- **SELECTION**
* * * *
From c7eeb7d87eb131c7d5b83ae80f7f4b85f44c8039 Mon Sep 17 00:00:00 2001
From: =?UTF-8?q?Cristiano=20K=C3=B6hler?= <c.koehler@fz-juelich.de>
Date: Mon, 17 Jul 2023 16:11:45 +0200
Subject: [PATCH 3/9] Implemented capture of values of user-requested types,
 using the settings function. They are captured as strings.

---
 alpaca/data_information.py        | 32 ++++++++++---
 alpaca/decorator.py               | 18 +++++---
 alpaca/serialization/prov.py      |  6 +++
 alpaca/settings.py                | 13 +++++-
 alpaca/test/res/values.ttl        |  7 +++
 alpaca/test/test_decorator.py     | 75 ++++++++++++++++++++++++++++++-
 alpaca/test/test_serialization.py | 11 ++++-
 7 files changed, 147 insertions(+), 15 deletions(-)

diff --git a/alpaca/data_information.py b/alpaca/data_information.py
index 9cf3bd3..03dc8d3 100644
--- a/alpaca/data_information.py
+++ b/alpaca/data_information.py
@@ -19,6 +19,7 @@
 
 import joblib
 import numpy as np
+from numbers import Number
 from dill._dill import save_function
 
 from alpaca.alpaca_types import DataObject, File
@@ -118,6 +119,11 @@ class _ObjectInformation(object):
     :func:`hash` function, depending on the `use_builtin_hash` parameter set
     during initialization.
 
+    The values of objects of the builtin types `str`, `bool`, `int`, `complex`
+    and `float` as well as the NumPy numeric types (e.g., `np.float64`) will
+    be stored. Additional object types to be stored (e.g., `builtins.dict`)
+    can be defined with the `store_values` parameter.
+
     The method `info` is called to obtain the provenance information
     associated with the object during tracking, as the `DataObject` named
     tuple. The relevant metadata attributes are also stored in the tuple.
@@ -132,6 +138,13 @@ class _ObjectInformation(object):
         List of package names whose object hashes will be computed using the
         Python builtin `hash` function, instead of `joblib.hash` function.
         Default: None
+    store_values : list, optional
+        List of object types whose values will be stored in the provenance
+        information (e.g., `builtins.dict`). This is in addition to the
+        builtin types `str`, `bool`, `int`, `complex` and `float` as well as
+        the NumPy numeric types (e.g., `np.float64`). The values of these are
+        always stored.
+        Default: None
     """
 
     # This is a list of object attributes that provide relevant provenance
@@ -140,10 +153,12 @@ class _ObjectInformation(object):
                             'id', 'nix_name', 'dimensionality', 'pid',
                             'create_time')
 
-    def __init__(self, use_builtin_hash=None):
+    def __init__(self, use_builtin_hash=None, store_values=None):
         self._hash_memoizer = dict()
         self._use_builtin_hash = copy(use_builtin_hash) \
             if use_builtin_hash is not None else []
+        self._store_values = copy(store_values)\
+            if store_values is not None else []
 
     @staticmethod
     def _get_object_package(obj):
@@ -259,9 +274,10 @@ def info(self, obj):
             * details : dict
                 Extended information (metadata) on the object.
             * value : object
-                For builtin objects (`str`, `int`, `float`, `bool`) or
-                equivalent objects (e.g. `numpy.float64`), the value is
-                stored.
* * * *
- **EXTRACTED MATERIAL**
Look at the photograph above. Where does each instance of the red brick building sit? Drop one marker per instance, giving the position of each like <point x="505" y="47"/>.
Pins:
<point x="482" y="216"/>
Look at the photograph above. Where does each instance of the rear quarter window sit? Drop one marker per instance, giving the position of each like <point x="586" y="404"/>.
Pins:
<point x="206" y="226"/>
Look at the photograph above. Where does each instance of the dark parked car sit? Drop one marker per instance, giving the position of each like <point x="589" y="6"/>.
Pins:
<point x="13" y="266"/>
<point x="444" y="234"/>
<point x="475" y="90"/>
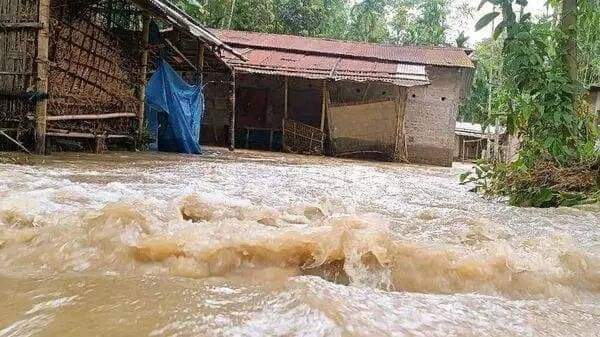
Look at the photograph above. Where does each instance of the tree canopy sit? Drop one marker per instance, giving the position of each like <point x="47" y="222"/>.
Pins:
<point x="422" y="22"/>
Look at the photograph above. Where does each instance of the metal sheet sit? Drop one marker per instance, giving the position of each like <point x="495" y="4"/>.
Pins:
<point x="439" y="56"/>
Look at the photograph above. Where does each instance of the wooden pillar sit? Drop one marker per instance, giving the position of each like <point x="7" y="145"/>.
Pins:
<point x="200" y="64"/>
<point x="324" y="106"/>
<point x="285" y="106"/>
<point x="232" y="114"/>
<point x="400" y="152"/>
<point x="144" y="69"/>
<point x="41" y="108"/>
<point x="200" y="80"/>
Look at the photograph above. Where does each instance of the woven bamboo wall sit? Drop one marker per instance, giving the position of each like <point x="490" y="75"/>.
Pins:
<point x="91" y="73"/>
<point x="18" y="31"/>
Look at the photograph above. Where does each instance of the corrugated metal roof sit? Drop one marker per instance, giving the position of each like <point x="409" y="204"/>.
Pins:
<point x="317" y="66"/>
<point x="183" y="21"/>
<point x="439" y="56"/>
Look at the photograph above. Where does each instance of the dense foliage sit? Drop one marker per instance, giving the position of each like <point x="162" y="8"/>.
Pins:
<point x="542" y="104"/>
<point x="423" y="22"/>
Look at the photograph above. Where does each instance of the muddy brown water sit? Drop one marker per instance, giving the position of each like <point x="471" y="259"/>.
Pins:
<point x="253" y="244"/>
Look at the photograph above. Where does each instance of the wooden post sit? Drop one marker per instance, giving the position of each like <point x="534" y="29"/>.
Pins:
<point x="399" y="152"/>
<point x="285" y="106"/>
<point x="144" y="68"/>
<point x="324" y="106"/>
<point x="232" y="115"/>
<point x="200" y="63"/>
<point x="41" y="108"/>
<point x="200" y="79"/>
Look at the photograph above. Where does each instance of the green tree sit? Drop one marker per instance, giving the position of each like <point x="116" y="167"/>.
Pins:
<point x="421" y="22"/>
<point x="368" y="22"/>
<point x="320" y="18"/>
<point x="487" y="72"/>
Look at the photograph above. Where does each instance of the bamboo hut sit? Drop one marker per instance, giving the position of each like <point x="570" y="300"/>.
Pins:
<point x="77" y="69"/>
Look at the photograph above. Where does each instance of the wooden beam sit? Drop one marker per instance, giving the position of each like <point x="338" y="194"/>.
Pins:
<point x="200" y="63"/>
<point x="285" y="107"/>
<point x="397" y="156"/>
<point x="324" y="105"/>
<point x="15" y="141"/>
<point x="232" y="114"/>
<point x="200" y="81"/>
<point x="180" y="54"/>
<point x="20" y="25"/>
<point x="401" y="150"/>
<point x="90" y="117"/>
<point x="144" y="69"/>
<point x="85" y="135"/>
<point x="41" y="108"/>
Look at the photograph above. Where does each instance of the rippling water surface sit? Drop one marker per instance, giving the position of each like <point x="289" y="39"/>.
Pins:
<point x="251" y="244"/>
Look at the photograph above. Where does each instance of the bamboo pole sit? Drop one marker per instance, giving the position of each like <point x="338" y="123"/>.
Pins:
<point x="401" y="150"/>
<point x="324" y="106"/>
<point x="232" y="114"/>
<point x="41" y="109"/>
<point x="285" y="107"/>
<point x="144" y="68"/>
<point x="90" y="117"/>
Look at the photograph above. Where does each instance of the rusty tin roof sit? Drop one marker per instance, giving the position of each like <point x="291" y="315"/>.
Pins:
<point x="322" y="58"/>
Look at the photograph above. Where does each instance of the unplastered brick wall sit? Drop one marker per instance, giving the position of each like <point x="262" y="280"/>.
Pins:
<point x="431" y="114"/>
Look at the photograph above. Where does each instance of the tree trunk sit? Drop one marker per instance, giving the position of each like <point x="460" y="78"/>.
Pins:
<point x="569" y="28"/>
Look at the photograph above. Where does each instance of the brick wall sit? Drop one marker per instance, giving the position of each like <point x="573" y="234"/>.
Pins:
<point x="431" y="114"/>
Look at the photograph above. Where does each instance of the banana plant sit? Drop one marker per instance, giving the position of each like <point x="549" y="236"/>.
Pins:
<point x="507" y="13"/>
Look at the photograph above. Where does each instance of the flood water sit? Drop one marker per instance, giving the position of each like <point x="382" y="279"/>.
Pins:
<point x="251" y="244"/>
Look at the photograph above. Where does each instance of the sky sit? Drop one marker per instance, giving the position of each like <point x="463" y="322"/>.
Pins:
<point x="536" y="7"/>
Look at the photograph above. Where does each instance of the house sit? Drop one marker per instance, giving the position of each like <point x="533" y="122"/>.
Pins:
<point x="73" y="69"/>
<point x="473" y="143"/>
<point x="321" y="96"/>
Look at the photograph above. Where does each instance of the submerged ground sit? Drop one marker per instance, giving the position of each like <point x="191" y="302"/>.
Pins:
<point x="251" y="244"/>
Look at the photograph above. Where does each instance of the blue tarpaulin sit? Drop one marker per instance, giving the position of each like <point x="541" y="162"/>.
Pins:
<point x="174" y="110"/>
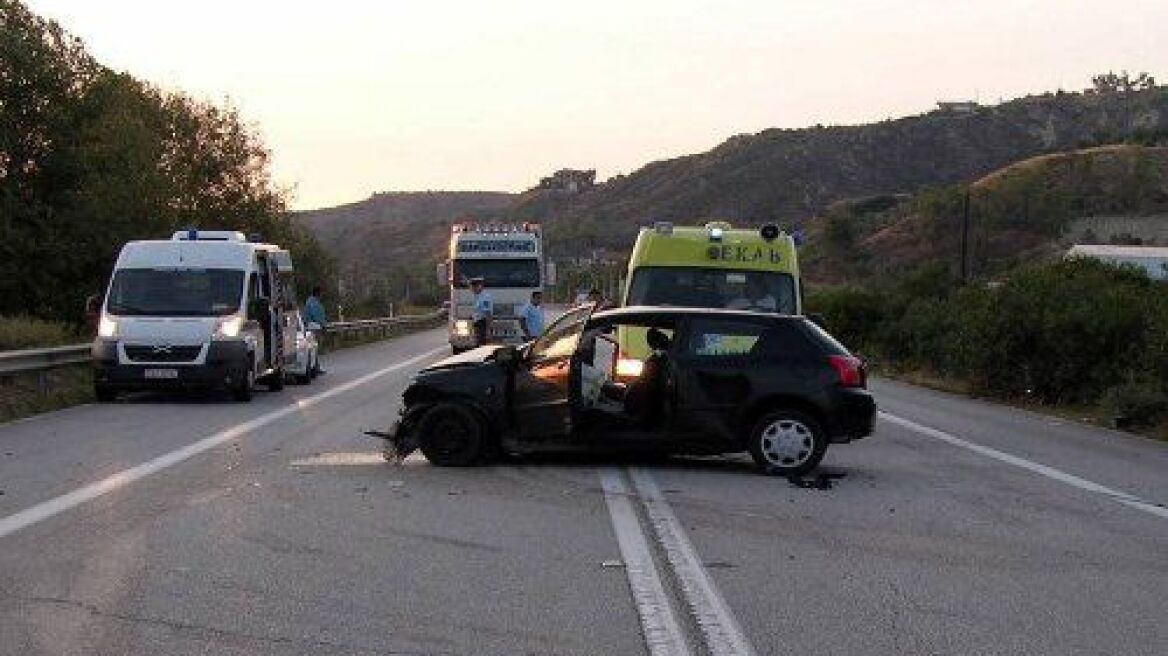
* * * *
Extend the patch that adds capture of user-requested value types, picking up right after its last line.

+                For builtin objects (`str`, `int`, `float`, `bool`, `complex`)
+                or equivalent objects (e.g. `numpy.float64`), the value is
+                stored. Additional object types specified with the
+                :attr:`store_values` list will also be stored.
         """
         type_information = type(obj)
         obj_type = f"{type_information.__module__}.{type_information.__name__}"
@@ -295,8 +311,12 @@ def info(self, obj):
                                                       obj_id=obj_id,
                                                       package=package)
 
-        obj_value = obj if isinstance(obj, (str, int, bool, complex, float,
-                                            np.number)) else None
+        # Store object value
+        obj_value = None
+        if isinstance(obj, (str, bool, Number)):
+            obj_value = obj
+        elif obj_type in self._store_values:
+            obj_value = str(obj)
 
         return DataObject(hash=obj_hash, hash_method=hash_method,
                           type=obj_type, id=obj_id, details=details,
diff --git a/alpaca/decorator.py b/alpaca/decorator.py
index f502176..902b465 100644
--- a/alpaca/decorator.py
+++ b/alpaca/decorator.py
@@ -365,7 +365,8 @@ def _capture_code_and_function_provenance(self, lineno, function):
         return source_line, ast_tree, return_targets, function_info
 
     def _capture_input_and_parameters_provenance(self, function, args, kwargs,
-        ast_tree, function_info, time_stamp_start, builtin_object_hash):
+        ast_tree, function_info, time_stamp_start, builtin_object_hash,
+        store_values):
 
         # 1. Extract the parameters passed to the function and store them in
         # the `input_data` dictionary.
@@ -389,7 +390,8 @@ def _capture_input_and_parameters_provenance(self, function, args, kwargs,
         # After this step, all hashes and metadata of input parameters/files
         # are going to be stored in the dictionary `inputs`.
 
-        data_info = _ObjectInformation(use_builtin_hash=builtin_object_hash)
+        data_info = _ObjectInformation(use_builtin_hash=builtin_object_hash,
+                                       store_values=store_values)
 
         # Initialize parameter list with all default arguments that were not
         # passed to the function
@@ -502,11 +504,12 @@ def _capture_container_output(self, function_output, data_info,
     def _capture_output_provenance(self, function_output, return_targets,
                                    input_data, builtin_object_hash,
                                    time_stamp_start, execution_id,
-                                   constructed_object=None):
+                                   store_values, constructed_object=None):
 
         # In case in-place operations were performed, lets not use
         # memoization
-        data_info = _ObjectInformation(use_builtin_hash=builtin_object_hash)
+        data_info = _ObjectInformation(use_builtin_hash=builtin_object_hash,
+                                       store_values=store_values)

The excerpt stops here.